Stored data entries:
+ + + + + + +

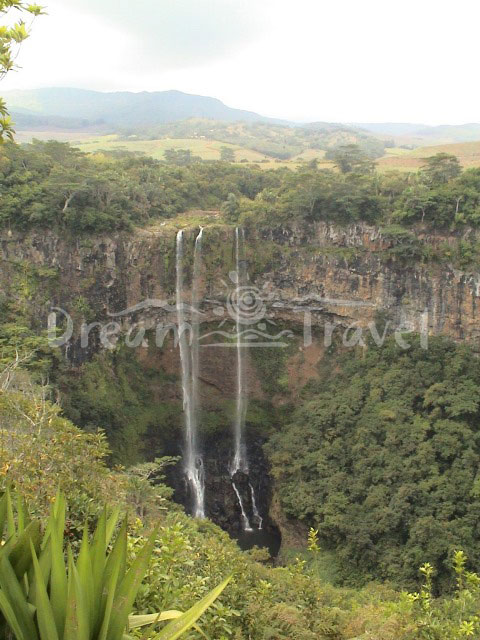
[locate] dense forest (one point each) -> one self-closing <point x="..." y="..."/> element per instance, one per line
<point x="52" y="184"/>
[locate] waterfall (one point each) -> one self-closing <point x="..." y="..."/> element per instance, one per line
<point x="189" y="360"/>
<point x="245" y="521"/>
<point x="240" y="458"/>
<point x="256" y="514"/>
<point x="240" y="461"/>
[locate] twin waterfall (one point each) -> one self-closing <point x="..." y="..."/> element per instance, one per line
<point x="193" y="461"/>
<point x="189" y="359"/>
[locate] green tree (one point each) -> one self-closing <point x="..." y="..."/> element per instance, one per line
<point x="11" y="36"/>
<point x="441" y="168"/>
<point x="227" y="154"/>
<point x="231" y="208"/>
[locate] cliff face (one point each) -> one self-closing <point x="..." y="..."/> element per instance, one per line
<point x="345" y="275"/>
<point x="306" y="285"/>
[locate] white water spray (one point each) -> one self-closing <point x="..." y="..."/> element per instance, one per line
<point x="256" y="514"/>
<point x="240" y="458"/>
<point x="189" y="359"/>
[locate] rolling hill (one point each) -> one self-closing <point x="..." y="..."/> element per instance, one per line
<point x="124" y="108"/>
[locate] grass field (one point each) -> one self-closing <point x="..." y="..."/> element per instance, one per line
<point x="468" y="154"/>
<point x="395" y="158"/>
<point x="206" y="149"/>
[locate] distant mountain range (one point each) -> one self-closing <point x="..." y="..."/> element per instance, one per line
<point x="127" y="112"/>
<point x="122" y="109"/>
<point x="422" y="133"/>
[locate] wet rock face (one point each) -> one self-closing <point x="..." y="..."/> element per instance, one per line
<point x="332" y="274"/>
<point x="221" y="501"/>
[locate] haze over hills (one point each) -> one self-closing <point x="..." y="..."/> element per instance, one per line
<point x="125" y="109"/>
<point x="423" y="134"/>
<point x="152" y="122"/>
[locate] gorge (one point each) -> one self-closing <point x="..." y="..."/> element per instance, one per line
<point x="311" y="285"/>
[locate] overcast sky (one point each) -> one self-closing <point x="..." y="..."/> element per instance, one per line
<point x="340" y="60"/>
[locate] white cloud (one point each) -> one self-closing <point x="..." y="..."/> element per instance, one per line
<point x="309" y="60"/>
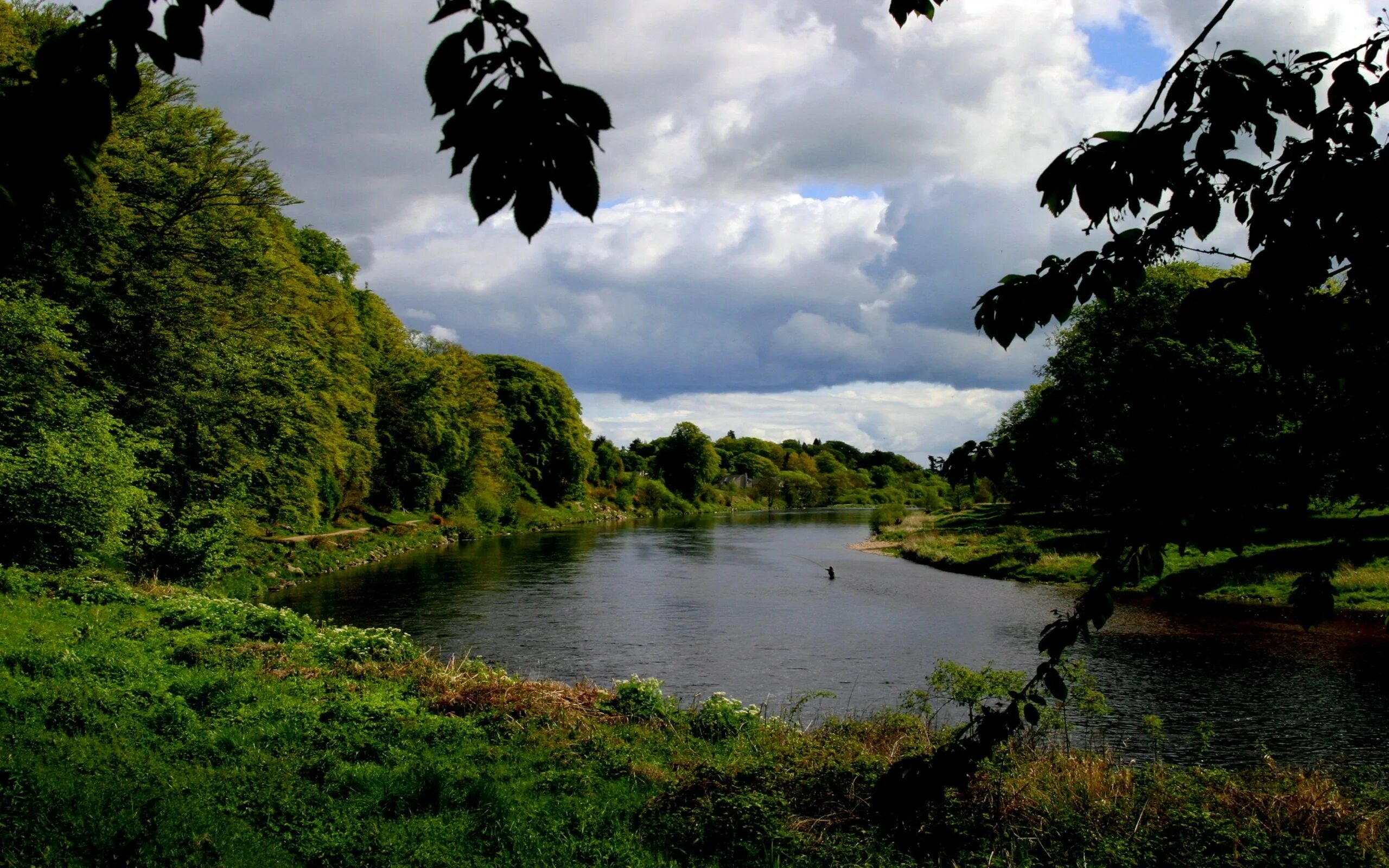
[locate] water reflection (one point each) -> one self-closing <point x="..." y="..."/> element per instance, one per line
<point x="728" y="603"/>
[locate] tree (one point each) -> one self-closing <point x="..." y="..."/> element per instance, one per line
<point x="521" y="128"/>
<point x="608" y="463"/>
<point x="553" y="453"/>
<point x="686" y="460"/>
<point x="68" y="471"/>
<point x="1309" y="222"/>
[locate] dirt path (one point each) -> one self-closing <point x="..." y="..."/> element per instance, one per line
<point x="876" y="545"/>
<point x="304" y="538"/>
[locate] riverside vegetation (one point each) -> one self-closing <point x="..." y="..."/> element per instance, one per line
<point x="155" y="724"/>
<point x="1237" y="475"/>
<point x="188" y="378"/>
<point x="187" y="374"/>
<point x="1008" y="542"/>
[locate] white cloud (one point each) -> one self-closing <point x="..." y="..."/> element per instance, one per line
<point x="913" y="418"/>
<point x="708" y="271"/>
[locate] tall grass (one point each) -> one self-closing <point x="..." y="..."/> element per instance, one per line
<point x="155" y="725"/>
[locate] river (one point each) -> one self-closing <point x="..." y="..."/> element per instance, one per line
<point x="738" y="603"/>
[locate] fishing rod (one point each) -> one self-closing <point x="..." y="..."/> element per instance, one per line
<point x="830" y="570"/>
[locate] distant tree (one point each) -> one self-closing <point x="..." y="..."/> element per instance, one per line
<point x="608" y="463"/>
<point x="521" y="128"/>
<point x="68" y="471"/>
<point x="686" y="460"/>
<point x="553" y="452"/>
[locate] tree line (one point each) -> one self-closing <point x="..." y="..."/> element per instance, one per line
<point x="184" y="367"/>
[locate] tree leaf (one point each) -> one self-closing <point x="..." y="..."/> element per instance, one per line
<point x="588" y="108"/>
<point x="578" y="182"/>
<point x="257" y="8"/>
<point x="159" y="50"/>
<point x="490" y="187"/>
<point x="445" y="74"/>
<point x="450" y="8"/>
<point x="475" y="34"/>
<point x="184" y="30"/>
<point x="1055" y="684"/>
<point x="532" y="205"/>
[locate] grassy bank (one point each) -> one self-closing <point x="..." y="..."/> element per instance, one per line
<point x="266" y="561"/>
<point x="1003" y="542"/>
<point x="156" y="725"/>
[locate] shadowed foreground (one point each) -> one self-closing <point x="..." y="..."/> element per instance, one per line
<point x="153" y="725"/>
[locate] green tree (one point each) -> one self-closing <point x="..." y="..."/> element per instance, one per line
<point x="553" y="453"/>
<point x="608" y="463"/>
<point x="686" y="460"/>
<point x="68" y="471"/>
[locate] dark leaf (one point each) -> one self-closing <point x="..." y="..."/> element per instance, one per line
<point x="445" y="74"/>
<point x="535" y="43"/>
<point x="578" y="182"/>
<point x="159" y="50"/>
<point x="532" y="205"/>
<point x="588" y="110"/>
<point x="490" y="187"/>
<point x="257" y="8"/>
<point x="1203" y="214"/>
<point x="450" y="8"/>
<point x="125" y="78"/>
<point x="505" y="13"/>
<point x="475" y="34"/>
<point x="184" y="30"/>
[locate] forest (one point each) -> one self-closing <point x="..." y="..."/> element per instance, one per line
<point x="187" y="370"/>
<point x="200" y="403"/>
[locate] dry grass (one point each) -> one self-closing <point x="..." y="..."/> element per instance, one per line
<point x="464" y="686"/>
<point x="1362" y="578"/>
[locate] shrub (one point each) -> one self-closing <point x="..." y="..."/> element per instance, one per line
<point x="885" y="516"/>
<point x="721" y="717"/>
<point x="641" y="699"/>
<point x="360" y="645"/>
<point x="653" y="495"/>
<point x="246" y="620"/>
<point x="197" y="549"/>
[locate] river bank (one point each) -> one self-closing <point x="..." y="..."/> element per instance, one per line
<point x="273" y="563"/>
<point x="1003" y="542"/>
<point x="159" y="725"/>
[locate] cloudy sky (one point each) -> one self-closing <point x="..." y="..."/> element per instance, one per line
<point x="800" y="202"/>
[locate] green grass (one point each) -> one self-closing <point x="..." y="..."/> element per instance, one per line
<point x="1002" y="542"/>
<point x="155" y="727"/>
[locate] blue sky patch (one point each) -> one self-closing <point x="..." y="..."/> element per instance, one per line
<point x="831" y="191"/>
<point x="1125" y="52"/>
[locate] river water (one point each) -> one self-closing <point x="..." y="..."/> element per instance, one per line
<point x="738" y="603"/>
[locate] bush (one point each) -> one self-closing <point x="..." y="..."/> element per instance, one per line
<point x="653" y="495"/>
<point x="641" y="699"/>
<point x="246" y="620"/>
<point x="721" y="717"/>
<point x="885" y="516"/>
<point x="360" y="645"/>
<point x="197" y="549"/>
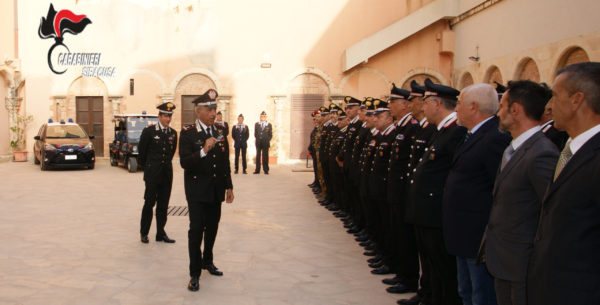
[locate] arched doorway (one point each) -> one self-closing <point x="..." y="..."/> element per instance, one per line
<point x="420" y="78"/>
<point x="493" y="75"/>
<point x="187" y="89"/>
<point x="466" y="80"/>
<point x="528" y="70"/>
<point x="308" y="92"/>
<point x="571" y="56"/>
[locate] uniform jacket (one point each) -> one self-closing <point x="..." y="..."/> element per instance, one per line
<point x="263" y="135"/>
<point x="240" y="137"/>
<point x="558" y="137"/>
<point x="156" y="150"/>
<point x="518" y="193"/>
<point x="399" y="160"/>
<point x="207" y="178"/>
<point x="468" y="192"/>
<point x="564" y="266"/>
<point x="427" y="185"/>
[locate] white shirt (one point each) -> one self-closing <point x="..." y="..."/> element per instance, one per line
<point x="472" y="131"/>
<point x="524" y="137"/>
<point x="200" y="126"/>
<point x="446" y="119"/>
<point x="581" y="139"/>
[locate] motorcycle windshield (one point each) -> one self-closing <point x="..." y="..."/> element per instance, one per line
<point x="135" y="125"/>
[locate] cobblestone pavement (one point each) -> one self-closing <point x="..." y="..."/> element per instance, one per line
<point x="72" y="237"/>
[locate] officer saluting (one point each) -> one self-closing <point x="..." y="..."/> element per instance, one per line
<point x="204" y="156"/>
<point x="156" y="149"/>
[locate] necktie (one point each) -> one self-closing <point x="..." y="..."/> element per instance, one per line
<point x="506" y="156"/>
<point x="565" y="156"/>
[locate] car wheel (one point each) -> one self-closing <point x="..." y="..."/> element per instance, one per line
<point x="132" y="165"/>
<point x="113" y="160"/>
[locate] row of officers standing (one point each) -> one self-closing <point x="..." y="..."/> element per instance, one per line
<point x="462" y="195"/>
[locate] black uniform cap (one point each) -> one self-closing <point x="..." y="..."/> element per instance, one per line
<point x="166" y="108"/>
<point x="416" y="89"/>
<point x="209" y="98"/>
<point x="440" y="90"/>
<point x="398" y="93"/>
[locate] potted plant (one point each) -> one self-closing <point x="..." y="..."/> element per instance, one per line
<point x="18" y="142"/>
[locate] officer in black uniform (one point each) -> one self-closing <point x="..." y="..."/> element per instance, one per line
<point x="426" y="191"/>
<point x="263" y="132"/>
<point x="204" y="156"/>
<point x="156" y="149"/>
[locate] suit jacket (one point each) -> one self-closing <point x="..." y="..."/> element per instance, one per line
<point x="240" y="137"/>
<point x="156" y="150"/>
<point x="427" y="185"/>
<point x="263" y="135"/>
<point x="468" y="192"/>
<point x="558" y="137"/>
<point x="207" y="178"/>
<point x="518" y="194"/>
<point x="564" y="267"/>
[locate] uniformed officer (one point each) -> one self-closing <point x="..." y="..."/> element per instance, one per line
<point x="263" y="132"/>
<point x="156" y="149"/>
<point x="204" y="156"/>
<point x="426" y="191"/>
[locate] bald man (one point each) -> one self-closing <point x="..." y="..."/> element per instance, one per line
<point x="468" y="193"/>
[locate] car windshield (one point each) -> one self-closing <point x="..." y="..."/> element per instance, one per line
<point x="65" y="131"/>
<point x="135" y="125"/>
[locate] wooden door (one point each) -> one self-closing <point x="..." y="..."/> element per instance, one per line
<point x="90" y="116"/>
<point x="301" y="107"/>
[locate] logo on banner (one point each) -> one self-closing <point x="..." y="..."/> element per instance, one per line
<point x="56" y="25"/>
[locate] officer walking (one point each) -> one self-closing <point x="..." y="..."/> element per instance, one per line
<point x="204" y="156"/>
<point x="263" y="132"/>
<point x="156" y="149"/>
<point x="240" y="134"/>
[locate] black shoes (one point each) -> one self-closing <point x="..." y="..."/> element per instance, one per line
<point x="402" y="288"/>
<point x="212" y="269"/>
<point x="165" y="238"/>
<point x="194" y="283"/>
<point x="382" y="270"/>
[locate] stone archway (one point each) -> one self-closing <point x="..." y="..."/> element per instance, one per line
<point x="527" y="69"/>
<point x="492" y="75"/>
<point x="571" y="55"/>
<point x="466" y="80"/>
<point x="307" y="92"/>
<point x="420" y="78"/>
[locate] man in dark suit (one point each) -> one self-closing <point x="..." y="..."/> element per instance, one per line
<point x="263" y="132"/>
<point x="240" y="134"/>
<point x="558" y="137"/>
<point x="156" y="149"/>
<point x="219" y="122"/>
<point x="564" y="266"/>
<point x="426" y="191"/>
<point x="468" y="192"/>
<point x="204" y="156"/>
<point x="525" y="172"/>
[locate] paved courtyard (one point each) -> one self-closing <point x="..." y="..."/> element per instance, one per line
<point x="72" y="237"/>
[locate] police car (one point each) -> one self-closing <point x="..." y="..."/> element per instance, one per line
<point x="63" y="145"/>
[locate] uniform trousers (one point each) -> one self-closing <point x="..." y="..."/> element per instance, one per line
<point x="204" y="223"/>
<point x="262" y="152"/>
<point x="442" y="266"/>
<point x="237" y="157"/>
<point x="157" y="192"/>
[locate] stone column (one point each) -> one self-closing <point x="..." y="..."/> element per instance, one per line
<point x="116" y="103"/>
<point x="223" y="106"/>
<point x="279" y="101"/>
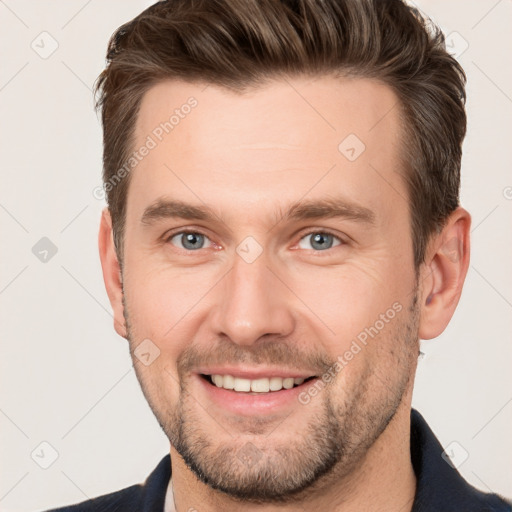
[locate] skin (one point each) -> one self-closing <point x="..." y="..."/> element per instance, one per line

+ + + + + + +

→ **Exercise goal**
The answer must be an exact transcription of the lines from the one containing "[locate] uniform trousers" through the last line of the records above, both included, with no pictures.

→ **Exercise result**
[locate] uniform trousers (one point each) -> one self-closing <point x="..." y="..."/> element per instance, one per line
<point x="204" y="223"/>
<point x="262" y="152"/>
<point x="442" y="266"/>
<point x="237" y="157"/>
<point x="157" y="192"/>
[locate] stone column (one point each) -> one self-closing <point x="..." y="..."/> element per instance, one per line
<point x="116" y="103"/>
<point x="223" y="106"/>
<point x="279" y="101"/>
[locate] skin (one point each) -> one self-closing <point x="..." y="..."/> element per instance, one per line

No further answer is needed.